About this task:
What follows are records. Restate all of them word for word.

/---

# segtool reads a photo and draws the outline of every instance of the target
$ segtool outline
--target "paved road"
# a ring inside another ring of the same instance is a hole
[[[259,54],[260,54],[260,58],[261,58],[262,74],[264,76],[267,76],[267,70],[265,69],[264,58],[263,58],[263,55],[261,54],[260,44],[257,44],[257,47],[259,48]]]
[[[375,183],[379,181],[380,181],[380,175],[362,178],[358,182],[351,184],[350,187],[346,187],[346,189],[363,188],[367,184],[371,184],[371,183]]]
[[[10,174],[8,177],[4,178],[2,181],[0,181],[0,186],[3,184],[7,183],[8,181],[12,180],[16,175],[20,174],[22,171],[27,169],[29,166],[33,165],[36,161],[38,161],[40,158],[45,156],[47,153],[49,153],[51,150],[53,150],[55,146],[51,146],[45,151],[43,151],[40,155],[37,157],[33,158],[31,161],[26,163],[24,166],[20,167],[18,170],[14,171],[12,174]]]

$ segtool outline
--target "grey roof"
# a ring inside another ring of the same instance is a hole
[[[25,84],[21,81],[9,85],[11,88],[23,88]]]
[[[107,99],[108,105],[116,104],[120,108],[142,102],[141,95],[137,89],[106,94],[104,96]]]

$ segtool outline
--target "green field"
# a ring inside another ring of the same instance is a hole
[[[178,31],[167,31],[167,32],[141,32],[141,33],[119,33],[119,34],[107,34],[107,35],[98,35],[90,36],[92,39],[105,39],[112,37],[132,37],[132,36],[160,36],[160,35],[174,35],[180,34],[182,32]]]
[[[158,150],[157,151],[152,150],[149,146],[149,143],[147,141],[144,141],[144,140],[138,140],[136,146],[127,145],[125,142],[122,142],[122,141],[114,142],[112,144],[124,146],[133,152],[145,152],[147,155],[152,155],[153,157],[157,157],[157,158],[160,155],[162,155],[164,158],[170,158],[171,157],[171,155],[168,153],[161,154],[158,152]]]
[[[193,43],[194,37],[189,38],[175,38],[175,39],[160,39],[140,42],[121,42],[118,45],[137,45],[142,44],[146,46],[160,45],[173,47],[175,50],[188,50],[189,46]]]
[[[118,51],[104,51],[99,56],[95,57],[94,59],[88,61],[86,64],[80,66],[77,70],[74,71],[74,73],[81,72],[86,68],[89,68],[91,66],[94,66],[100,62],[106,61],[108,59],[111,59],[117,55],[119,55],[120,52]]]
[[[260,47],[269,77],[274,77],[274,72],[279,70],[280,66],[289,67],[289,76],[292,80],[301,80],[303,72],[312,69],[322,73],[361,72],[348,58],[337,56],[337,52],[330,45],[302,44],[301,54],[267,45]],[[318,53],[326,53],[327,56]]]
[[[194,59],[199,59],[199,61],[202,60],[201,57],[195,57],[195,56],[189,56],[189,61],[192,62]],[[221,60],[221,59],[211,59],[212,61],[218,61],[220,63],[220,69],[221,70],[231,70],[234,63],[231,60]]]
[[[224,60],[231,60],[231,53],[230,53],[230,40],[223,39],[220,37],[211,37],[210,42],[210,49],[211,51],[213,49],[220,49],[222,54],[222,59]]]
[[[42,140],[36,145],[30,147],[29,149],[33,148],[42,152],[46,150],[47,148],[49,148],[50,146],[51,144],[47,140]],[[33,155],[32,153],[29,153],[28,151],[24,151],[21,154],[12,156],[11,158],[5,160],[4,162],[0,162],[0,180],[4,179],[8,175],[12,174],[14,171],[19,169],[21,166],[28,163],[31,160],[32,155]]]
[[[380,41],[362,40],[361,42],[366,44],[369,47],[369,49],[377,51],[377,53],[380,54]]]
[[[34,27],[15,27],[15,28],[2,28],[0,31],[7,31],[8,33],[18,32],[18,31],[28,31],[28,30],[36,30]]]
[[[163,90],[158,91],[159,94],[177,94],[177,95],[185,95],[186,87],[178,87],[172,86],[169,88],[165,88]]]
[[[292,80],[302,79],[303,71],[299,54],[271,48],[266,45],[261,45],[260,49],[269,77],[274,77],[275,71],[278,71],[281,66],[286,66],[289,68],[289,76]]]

\---

Result of this exercise:
# segtool reads a photo and draws the outline of every instance of the target
$ segtool outline
--target "paved road"
# a ring inside another ring of the same instance is a hole
[[[259,54],[260,54],[260,58],[261,58],[262,74],[264,76],[267,76],[267,70],[265,69],[264,58],[263,58],[263,55],[261,54],[260,44],[257,44],[257,47],[259,48]]]
[[[375,183],[379,181],[380,181],[380,175],[362,178],[358,182],[351,184],[350,187],[346,187],[346,189],[363,188],[367,184],[371,184],[371,183]]]
[[[10,174],[8,177],[4,178],[2,181],[0,181],[0,186],[3,184],[7,183],[8,181],[12,180],[16,175],[20,174],[22,171],[27,169],[29,166],[33,165],[36,161],[38,161],[40,158],[45,156],[47,153],[49,153],[51,150],[53,150],[55,146],[51,146],[45,151],[43,151],[40,155],[37,157],[33,158],[31,161],[26,163],[24,166],[20,167],[18,170],[14,171],[12,174]]]

$ segtool outline
--target "grey roof"
# a ring inside another ring of the same instance is a hole
[[[25,84],[21,81],[9,85],[11,88],[23,88]]]
[[[107,99],[108,105],[116,104],[120,108],[142,102],[141,95],[137,89],[106,94],[104,96]]]

$ segtool outline
--target "green field"
# a ring inside another ring of the same instance is a hole
[[[178,31],[167,31],[167,32],[141,32],[141,33],[119,33],[119,34],[107,34],[107,35],[98,35],[90,36],[92,39],[105,39],[112,37],[132,37],[132,36],[160,36],[160,35],[174,35],[180,34],[182,32]]]
[[[158,150],[157,151],[152,150],[149,146],[149,143],[147,141],[144,141],[144,140],[138,140],[136,146],[127,145],[125,142],[122,142],[122,141],[114,142],[112,144],[124,146],[133,152],[145,152],[147,155],[152,155],[153,157],[157,157],[157,158],[160,155],[162,155],[164,158],[170,158],[171,157],[171,155],[168,153],[161,154],[158,152]]]
[[[193,43],[194,37],[189,38],[175,38],[175,39],[160,39],[140,42],[121,42],[118,45],[137,45],[142,44],[146,46],[160,45],[173,47],[175,50],[188,50],[189,46]]]
[[[118,51],[104,51],[99,56],[95,57],[94,59],[88,61],[86,64],[80,66],[77,70],[74,71],[74,73],[81,72],[86,68],[89,68],[91,66],[94,66],[100,62],[106,61],[108,59],[111,59],[117,55],[119,55],[120,52]]]
[[[260,47],[269,77],[274,77],[274,72],[279,70],[280,66],[289,67],[289,76],[292,80],[301,80],[303,72],[312,69],[322,73],[361,72],[348,58],[337,56],[337,52],[330,45],[302,44],[301,54],[267,45]],[[318,53],[326,53],[327,56]]]
[[[194,59],[199,59],[199,61],[202,60],[201,57],[195,57],[195,56],[189,56],[189,61],[192,62]],[[221,60],[221,59],[211,59],[212,61],[218,61],[220,63],[220,69],[221,70],[231,70],[234,63],[231,60]]]
[[[224,60],[231,60],[231,53],[230,53],[230,40],[223,39],[220,37],[211,37],[210,42],[210,49],[211,51],[213,49],[220,49],[222,54],[222,59]]]
[[[42,140],[36,145],[30,147],[29,149],[33,148],[42,152],[46,150],[47,148],[49,148],[50,146],[51,144],[47,140]],[[33,155],[32,153],[29,153],[28,151],[24,151],[21,154],[12,156],[11,158],[5,160],[4,162],[0,162],[0,180],[4,179],[8,175],[12,174],[14,171],[19,169],[21,166],[28,163],[31,160],[32,155]]]
[[[380,41],[362,40],[361,42],[366,44],[369,47],[369,49],[377,51],[377,53],[380,54]]]
[[[34,27],[15,27],[15,28],[2,28],[0,31],[7,31],[8,33],[18,32],[18,31],[28,31],[28,30],[36,30]]]
[[[163,90],[158,91],[159,94],[177,94],[177,95],[185,95],[186,87],[178,87],[172,86],[169,88],[165,88]]]
[[[292,80],[302,79],[303,71],[299,54],[271,48],[266,45],[261,45],[260,49],[269,77],[274,77],[275,71],[278,71],[281,66],[286,66],[289,68],[289,76]]]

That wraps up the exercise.